→ PASSAGE TO READ
Start of Block

I cleverly tried to destroy my writing urges by hanging around those that had no business or interest in fiction writing. It’s pretty easy to find people waiting to throw rubber balls at you (real or imaginary). Then I realize I’m that kid again in the middle of the square waiting to get hit. Do I dodge or get hit? Don’t even try to catch the ball.

But that’s what writing became.

I tried to catch the ball because it wasn’t part of my logic. Writing can be something SO difficult and improbable, I shouldn’t even try to attempt it. Yet, here I am, still doing it, wondering if I can actually catch that ball this time and put something amazing down on paper.

I’ve spent countless hours recording music, creating entire fully-produced songs lone-wolf style. It’s as exhilarating as it is exhaustive. You create as a god. First there is nothing, then there is something: an intangible thing spawning from neurotransmitters traveling across synapses. The end result, whether good or bad, is something that is tangible, sonically, at least. It’s here and it’s real.

As much of a rush that may sound like, it compares nothing to the feeling of the writing process for me. It’s a mad thing to do, and yet it’s what I want and continue to do. There are so many great writers and great works, known and unknown, everywhere, fueling and goading me on.

After decades of aimless writing and wallops of rejection, I am now a published writer, but I’m still just breaking the surface. And though they are still out there, along with my dangerous self-doubts and time constraints, dodgeballs in hands, I’m still crazy enough to stand there waiting for them to throw.

Auto-Tune for Writers!

I have found the secret on how to write the perfect novel.
 
It is a plug-in I’m beta-testing called Auto-Write that you stick into your favorite writing software. Simple install. Cyberphobe-proof. Pretty cool!

End of Block

→ DATASET EXTRACT
Start of Block

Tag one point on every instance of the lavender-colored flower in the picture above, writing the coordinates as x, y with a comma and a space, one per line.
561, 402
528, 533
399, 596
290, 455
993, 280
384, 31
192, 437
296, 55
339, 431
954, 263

End of Block

→ EXERCISE AIM
Print the essay on writing word for word, from "But that’s what" up to and including "down on paper.".

→ EXERCISE ANSWER
But that’s what writing became.

I tried to catch the ball because it wasn’t part of my logic. Writing can be something SO difficult and improbable, I shouldn’t even try to attempt it. Yet, here I am, still doing it, wondering if I can actually catch that ball this time and put something amazing down on paper.